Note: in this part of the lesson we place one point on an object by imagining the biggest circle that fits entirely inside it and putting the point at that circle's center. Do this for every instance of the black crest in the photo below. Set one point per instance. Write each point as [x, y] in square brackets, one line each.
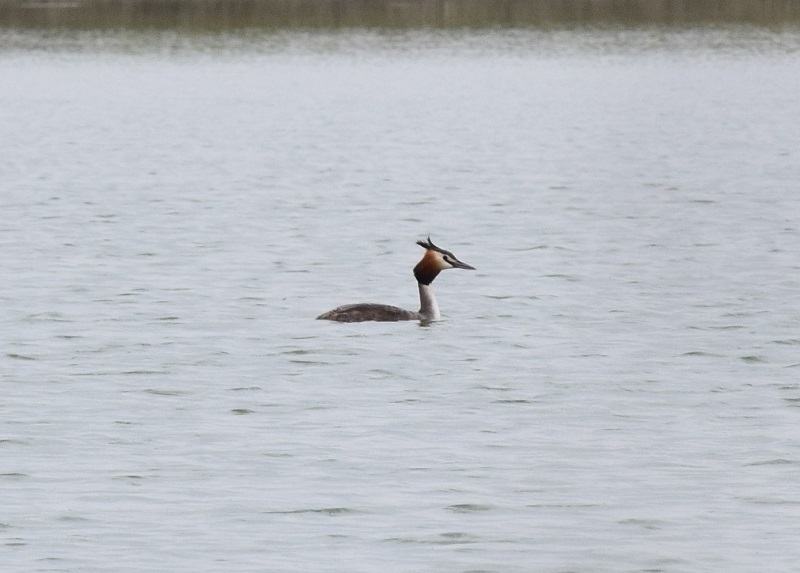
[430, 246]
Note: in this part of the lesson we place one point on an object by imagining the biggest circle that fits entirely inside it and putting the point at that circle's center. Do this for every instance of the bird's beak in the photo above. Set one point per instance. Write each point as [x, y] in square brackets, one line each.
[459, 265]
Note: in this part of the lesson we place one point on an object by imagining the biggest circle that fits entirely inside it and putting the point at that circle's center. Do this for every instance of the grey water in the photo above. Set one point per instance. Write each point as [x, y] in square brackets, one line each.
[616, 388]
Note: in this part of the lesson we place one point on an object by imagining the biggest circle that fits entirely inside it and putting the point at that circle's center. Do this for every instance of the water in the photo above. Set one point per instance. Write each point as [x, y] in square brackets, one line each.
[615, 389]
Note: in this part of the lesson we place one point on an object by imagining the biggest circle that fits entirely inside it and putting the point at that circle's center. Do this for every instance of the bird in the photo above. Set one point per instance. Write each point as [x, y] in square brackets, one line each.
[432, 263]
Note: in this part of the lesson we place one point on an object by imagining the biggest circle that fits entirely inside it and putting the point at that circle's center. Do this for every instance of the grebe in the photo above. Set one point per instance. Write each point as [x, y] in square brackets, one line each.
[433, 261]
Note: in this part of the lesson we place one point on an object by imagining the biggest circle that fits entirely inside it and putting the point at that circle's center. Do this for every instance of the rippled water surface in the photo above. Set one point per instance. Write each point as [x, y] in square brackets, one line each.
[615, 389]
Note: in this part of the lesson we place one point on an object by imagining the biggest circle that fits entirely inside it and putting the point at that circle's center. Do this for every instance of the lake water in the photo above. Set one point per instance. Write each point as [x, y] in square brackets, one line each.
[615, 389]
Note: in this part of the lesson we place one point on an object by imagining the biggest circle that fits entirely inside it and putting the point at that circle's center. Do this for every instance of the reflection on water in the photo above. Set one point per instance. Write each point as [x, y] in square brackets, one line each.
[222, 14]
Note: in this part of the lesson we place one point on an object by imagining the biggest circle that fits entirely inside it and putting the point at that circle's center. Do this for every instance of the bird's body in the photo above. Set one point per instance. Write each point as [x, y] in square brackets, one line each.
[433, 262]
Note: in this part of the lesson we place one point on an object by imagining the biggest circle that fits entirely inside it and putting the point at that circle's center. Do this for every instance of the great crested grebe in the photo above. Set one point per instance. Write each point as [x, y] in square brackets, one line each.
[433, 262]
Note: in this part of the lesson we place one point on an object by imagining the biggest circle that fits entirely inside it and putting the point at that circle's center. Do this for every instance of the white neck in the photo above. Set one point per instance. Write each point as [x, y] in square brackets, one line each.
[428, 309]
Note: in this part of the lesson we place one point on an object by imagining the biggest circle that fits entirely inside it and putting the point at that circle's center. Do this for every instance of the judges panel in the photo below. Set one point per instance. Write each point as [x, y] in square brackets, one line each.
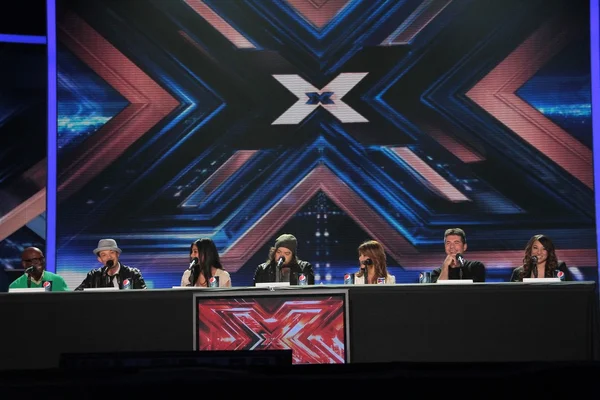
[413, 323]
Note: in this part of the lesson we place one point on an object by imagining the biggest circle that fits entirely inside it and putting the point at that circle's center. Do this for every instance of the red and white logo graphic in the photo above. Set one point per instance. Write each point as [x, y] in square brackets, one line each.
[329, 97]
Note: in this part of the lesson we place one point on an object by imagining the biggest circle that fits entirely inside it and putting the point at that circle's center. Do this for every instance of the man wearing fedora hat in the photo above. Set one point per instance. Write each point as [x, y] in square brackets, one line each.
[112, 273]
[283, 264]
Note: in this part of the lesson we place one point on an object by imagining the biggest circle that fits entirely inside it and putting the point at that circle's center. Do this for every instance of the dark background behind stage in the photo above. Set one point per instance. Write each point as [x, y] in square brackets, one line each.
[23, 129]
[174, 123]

○ ○ ○ ○

**PROBLEM REQUIREMENTS:**
Keep every word of the records and none of the pictures when you print them again.

**PROBLEM SOLUTION:**
Note: in this part of the lesson we place one point on an object by imagining the biggest circle that fits entirely inside it and putting the point at that circle's center. Do this for every instance of the black crest in the photo below. Set one point per instance. Write each point as [x, y] in square brackets, one line each.
[430, 246]
Note: in this part of the lesson we place one point on an object by imagining the biggest circle that fits entirely inside it and putting the point at that circle's center. Do this for every instance of the bird's beak in the photo above. Set one point per instance. Write each point as [x, y] in square brackets, one line each.
[459, 265]
Note: in this part of the lesson we place one point on an object by imagining the biggest circle that fits entirely inside it and putting the point at that circle's center. Do this for every instance of the grey water in the photo above. Set one point per instance. Write each point as [x, y] in square brackets, one line each.
[616, 388]
Note: in this part of the lesson we place one point on an object by imagining the biggest circle that fits entirely inside it and putting the point at that circle's center. Do this for every instance of the water in the photo above. Set one point per instance. Write each point as [x, y] in square brackets, one line each.
[615, 389]
Note: in this part of the lesson we place one point on an object by imagining the biggest circle that fits entirely inside it and putting the point at that circle's center. Do this for every instance of the bird in the photo above. Set one point per instance. Write each point as [x, y] in square brackets, one line each.
[432, 263]
Note: in this part of the lesson we place one point on an object by imagining the biggest circle that fits entirely inside it and putting the point at that circle's center. Do this for every instance of the grebe in the photo above. Set one point per instance. Write each point as [x, y] in square brackets, one line each.
[433, 261]
Note: in this part of the lesson we place one point on an object by imagining the biggest circle that fits entirely inside it and putting the point at that circle's center. Do this for every instance of the rippled water surface in the photo above. Set one point per instance. Write each point as [x, y] in square brackets, one line each.
[615, 389]
Note: in this part of the lesson we place one point on an object by imagining the biggest circle that fits entirely inside it and putting the point at that circle's center. Do this for every instance of the lake water in the photo above. Set one point per instance. Write each point as [x, y] in square brackets, one line each.
[615, 389]
Note: in this part of the lesson we place one point on an object by imagining the biggest circle that fits entirely inside it and putting the point at that circle's center. Do this for every instance of the reflection on water in the photo above. Set one point per instance. Write each point as [x, y] in square brackets, one line each.
[222, 14]
Note: in this part of the lesson we place one point on an object by imagining the biggest circle that fits entirely inside it and putting the point at that circle's center. Do this for every instance of the bird's body in the photo above. Set one point per instance. Write each point as [x, y] in square brackets, one line each.
[433, 262]
Note: in this part of the lesson we place one point on an object by imagining the biggest circle that fits entirely inside it and putting the point at that circle's center. Do this for every instance of the great crested grebe in the photo above. Set one point per instance. Write each point as [x, y] in square brackets, one line each.
[433, 262]
Note: in this part of the lesson we place one point on an object by imagining the biggest circle that fits entirely inside it and putting the point at that circle's center. Do this for every instance of the white neck in the photo above. Set one point per instance. Write each point as [x, y] in square brackets, one line each.
[428, 309]
Note: in this part of the lesson we place one point on an object by imagining the biggest circle that fits entirely inside it and putting the point at that circle's center. Do this for every instance of the judges panel in the photo below. Set one point per instance. Write each point as [x, y] in square brackets, one line each.
[413, 323]
Note: in this part of the lesson we place one point on an object by imagining the biggest circle that fits entirely inside it and putting the point at that circle's center. Do this for every instance of the red and white logo graphic in the photo above. Set one point per instance. Write each point as [x, y] in square brackets, one line each.
[329, 97]
Note: in this part of the lesson we place one point on an object by imagining the biggest circle that fits entirely inside it and putting the point at that circle's center. Do this for every instance of the man wearing fedora hat in the photo above. Set one point per instance. Write each point as [x, y] in square brackets, one line each.
[112, 273]
[283, 264]
Note: in this part of the lesson we place one point on an object by imagining the biggest circle that fits entirely inside it and putting the point at that circle's center. Do this for every instance of the dark background behind stage in the photo above. Set one point per instance. Write each point as [x, y] in square brackets, one line each.
[23, 129]
[174, 123]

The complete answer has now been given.